Por favor, repita sem alterações a parte do texto sobre inteligência artificial entre "Estou falando do" e "escrever esse texto.", inclusive.

§ Trecho para leitura:
________________________________________

Foi com grande desprazer que notei a aparição de um novo ícone no Word. Se fosse um ícone singelo, escondidinho no seu canto, eu não me incomodaria tanto. Mas uma breve pesquisa na internet provou que não sou só eu que me incomodei.
Estou falando do famigerado Copilot, nome da IA da Microsoft. Mas não vou me limitar a ela especificamente, apesar de ser ela que me fez escrever esse texto.
Se tornou rotina termos de aceitar que agora tudo vem com inteligência artificial, mesmo coisas que não precisavam, ou deveriam. Em alguns casos até faz sentido. Em outros, não. Talvez o fundo do poço tenha sido o momento em que, na semana passada, parei com o carrinho do supermercado na longa fila para o caixa em uma quinta-feira ao meio-dia. Entediado enquanto a esposa buscava nozes, cotovelos apoiados na barra usada para guiar o carrinho, passeei com os olhos pelos produtos ao redor e estaquei em um caderno escolar com IA.
O que primeiro chamou minha atenção foi o uso das letras IA no nome da marca: JandaIA. Estremeci, apesar de não ser muito pior do que empresas enormes e consagradas quererem inventar moda ao chamar a sua IA de “Apple Intelligence”, um esforço ridículo de tentar criar algo diferenciado em um mar de mesmice não muito inteligente. Analisei o caderno, tentando entender como a inteligência artificial poderia ser aplicada naquele caso. Não era completamente absurdo, admito; tirando uma foto da página do caderno com o celular, a IA da Jandaia digitaliza a página, aparentemente transcreve em texto editável e, se não me engano, cria resumos. Até faz sentido, apesar de fazer resumos ser a melhor maneira de estudar e a IA tirar até isso do processo.
Se eu já usei a IA? Sim. Lá no comecinho, quando ainda era novidade e eu queria descobrir que tipo de imagem daria para criar com essa ferramenta. Me esforcei pra aprender a usar o Midjourney através do Discord, onde eu nunca tinha botado um dedo. Achei divertido ter resultados imediatos de prompts ridículos como um elefante fumando um cachimbo em cima de uma árvore, ou lendo um livro junto de uma lareira. Também testei criar cenários das minhas histórias e ficou passável. Talvez agora as artes sejam melhores do que em 2019.
Se eu efetivamente usei o que fiz com a IA? Não. Depois que testei vários prompts diferentes, a curiosidade terminou e eu esqueci daquilo por um bom tempo, apesar de acompanhar de canto a efervescência do campo. A coisa cresceu em uma velocidade alarmante, muito mais rápido do que eu imaginava ser possível. E acabou, como eu já disse, se espalhando por todo tipo de produto ou interface, chegando até aos cadernos.
Um de meus trabalhos como freelancer envolve a confecção de newsletters, e o MailChimp passou a se oferecer para reescrever o que eu digitava. Só que eu não estava fazendo nada original, mas colando textos que a editora já me entregava e que certamente faziam sentido para o público dela. O Google começou a criar sumários de respostas para nossas pesquisas e a apresentá-los antes dos resultados efetivos. Sempre, claro, com o apontamento de que a IA pode se enganar e apresentar resultados inverídicos. No Photoshop, remover alguém indesejado de uma imagem e colocar uma rena no lugar se tornou fácil com o preenchimento generativo — embora sejamos encorajados a fazer uma seleção já no formato da rena para obter melhores resultados.

________________________________________

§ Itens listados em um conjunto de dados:

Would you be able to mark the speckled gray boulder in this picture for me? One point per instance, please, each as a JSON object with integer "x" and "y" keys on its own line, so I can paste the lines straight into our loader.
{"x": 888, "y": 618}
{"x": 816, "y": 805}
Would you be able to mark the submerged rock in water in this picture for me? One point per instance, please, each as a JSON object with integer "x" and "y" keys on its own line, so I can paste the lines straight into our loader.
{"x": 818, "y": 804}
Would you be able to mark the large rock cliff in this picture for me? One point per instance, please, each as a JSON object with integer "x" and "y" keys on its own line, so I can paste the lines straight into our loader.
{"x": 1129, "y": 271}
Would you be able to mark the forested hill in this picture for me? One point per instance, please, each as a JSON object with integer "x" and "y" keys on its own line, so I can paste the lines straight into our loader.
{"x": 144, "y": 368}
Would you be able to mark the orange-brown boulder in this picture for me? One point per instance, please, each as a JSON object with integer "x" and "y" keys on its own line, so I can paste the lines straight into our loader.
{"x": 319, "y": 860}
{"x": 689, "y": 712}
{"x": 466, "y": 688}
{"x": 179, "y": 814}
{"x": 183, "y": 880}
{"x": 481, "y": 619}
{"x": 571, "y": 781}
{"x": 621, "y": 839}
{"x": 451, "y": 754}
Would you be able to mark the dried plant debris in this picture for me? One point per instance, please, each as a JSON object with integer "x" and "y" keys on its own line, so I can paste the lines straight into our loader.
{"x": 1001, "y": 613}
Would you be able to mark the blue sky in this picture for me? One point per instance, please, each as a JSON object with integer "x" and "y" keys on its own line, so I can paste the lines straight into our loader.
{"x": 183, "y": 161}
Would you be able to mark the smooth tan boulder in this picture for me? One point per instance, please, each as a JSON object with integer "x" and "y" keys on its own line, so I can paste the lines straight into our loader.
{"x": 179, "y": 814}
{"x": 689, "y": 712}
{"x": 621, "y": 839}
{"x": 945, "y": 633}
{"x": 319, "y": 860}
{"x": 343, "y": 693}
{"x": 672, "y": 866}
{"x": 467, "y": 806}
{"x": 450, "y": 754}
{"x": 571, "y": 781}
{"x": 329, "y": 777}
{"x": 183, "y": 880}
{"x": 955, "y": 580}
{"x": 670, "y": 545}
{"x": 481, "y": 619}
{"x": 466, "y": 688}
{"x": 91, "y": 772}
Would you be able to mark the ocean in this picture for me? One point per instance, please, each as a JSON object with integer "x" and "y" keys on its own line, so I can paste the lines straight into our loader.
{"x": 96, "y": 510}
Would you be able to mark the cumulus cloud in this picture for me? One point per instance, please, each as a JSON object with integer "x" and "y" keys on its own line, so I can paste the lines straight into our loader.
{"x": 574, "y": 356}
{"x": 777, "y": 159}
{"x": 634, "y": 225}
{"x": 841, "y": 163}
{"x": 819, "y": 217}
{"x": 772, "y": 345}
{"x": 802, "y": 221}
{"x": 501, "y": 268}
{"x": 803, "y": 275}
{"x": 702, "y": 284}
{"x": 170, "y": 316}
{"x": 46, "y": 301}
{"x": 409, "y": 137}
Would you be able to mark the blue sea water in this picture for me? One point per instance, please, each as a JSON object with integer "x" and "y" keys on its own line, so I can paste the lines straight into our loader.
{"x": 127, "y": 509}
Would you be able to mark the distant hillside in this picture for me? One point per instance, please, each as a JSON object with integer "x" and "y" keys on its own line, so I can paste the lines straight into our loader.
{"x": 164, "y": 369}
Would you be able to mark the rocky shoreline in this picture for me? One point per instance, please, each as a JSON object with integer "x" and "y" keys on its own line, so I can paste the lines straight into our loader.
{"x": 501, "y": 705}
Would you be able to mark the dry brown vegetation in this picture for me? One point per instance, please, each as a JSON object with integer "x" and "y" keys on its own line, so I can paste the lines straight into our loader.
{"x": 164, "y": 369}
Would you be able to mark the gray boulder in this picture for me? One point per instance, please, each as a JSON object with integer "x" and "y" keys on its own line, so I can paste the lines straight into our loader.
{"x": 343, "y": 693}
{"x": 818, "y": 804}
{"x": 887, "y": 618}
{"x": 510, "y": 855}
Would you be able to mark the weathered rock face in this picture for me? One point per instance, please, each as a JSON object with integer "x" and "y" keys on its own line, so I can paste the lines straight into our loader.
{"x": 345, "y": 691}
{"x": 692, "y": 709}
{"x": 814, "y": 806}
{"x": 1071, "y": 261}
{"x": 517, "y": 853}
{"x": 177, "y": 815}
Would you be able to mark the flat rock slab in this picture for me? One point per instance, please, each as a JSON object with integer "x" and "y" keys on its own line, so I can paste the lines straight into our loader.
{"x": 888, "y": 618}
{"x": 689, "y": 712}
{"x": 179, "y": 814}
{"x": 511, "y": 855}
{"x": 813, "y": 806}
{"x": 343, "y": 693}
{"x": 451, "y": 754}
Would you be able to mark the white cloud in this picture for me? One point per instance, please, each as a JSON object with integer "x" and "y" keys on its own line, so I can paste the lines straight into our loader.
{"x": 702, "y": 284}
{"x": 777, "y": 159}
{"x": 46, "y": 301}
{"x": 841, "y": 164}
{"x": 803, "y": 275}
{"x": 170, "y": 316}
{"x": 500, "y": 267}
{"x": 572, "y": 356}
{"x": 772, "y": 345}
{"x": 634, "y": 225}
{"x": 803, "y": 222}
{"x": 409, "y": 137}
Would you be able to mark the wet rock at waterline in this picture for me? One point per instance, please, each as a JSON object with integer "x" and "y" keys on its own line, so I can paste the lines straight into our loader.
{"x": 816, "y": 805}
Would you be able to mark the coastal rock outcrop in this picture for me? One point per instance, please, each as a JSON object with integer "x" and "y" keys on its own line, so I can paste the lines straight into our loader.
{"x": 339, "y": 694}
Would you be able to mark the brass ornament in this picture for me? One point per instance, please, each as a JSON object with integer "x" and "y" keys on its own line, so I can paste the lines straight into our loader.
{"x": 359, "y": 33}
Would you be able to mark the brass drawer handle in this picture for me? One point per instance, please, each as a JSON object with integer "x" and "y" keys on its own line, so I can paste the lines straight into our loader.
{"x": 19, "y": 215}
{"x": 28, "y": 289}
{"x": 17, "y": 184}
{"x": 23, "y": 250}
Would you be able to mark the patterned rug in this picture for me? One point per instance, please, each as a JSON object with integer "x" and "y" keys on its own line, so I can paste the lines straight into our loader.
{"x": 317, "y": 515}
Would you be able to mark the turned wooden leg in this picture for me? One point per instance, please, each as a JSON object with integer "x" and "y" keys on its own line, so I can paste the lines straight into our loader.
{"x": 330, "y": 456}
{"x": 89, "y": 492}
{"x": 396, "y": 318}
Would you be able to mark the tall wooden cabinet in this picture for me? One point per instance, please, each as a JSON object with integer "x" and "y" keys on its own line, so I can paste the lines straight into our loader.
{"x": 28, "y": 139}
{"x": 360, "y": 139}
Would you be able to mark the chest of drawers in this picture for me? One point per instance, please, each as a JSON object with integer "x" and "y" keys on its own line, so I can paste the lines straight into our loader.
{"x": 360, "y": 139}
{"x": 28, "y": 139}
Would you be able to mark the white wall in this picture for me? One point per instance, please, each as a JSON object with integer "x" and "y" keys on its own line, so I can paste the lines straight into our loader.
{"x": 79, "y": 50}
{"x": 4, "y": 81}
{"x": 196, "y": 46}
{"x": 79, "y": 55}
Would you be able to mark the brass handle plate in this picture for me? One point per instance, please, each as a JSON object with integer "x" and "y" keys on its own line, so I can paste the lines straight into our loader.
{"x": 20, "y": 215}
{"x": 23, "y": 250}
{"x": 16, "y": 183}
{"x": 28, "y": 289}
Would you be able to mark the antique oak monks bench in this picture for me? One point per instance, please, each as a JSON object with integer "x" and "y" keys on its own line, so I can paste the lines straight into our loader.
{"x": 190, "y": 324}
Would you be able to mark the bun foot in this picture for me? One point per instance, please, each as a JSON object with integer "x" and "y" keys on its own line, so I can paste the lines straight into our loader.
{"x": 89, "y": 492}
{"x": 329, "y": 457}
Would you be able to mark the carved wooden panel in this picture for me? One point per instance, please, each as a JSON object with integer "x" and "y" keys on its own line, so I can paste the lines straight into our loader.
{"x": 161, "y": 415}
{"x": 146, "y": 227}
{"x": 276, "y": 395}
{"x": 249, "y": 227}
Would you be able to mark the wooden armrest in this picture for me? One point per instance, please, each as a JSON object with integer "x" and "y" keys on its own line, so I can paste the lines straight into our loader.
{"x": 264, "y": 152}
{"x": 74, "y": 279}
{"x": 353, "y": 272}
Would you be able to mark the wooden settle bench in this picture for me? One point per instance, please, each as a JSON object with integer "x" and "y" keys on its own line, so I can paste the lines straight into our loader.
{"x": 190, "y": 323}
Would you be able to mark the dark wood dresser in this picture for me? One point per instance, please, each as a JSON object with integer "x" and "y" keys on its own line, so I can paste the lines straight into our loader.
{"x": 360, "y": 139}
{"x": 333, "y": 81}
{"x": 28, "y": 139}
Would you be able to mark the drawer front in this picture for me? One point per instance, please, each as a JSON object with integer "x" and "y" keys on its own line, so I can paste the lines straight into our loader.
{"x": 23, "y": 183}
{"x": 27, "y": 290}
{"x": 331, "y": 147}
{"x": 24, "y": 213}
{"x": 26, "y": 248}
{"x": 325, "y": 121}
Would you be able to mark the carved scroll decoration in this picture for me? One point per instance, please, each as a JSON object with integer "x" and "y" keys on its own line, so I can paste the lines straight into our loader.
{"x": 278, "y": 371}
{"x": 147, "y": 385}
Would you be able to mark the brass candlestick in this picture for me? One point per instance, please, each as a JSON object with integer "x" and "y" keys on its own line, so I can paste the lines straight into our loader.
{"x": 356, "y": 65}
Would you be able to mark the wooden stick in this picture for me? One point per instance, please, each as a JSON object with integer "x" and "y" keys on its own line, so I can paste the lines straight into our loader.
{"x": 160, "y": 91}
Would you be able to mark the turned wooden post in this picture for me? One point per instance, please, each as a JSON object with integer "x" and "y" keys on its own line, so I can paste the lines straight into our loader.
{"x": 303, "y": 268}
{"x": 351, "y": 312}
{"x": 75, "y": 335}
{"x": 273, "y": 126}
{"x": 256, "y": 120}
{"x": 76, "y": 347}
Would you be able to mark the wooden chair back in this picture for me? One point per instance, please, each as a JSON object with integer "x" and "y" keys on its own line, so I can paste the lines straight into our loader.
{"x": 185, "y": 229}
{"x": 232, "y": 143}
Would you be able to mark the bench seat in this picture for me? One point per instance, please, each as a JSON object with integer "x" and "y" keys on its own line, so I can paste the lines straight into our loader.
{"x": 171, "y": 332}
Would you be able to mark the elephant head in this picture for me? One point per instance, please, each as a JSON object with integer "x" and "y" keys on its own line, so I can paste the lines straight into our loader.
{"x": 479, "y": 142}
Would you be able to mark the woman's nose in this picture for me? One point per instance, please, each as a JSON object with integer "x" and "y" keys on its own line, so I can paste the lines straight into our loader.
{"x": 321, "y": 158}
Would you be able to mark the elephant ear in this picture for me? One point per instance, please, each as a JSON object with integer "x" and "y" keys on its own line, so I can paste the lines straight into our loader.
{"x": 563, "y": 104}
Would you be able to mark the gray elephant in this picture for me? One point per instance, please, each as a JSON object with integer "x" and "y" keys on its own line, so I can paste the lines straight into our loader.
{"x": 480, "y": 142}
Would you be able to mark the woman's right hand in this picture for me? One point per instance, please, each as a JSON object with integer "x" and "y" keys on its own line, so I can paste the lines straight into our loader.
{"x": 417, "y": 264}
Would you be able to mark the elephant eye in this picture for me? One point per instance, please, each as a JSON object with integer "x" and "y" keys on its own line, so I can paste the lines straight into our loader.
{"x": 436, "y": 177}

________________________________________

§ Resultado da tarefa:
Estou falando do famigerado Copilot, nome da IA da Microsoft. Mas não vou me limitar a ela especificamente, apesar de ser ela que me fez escrever esse texto.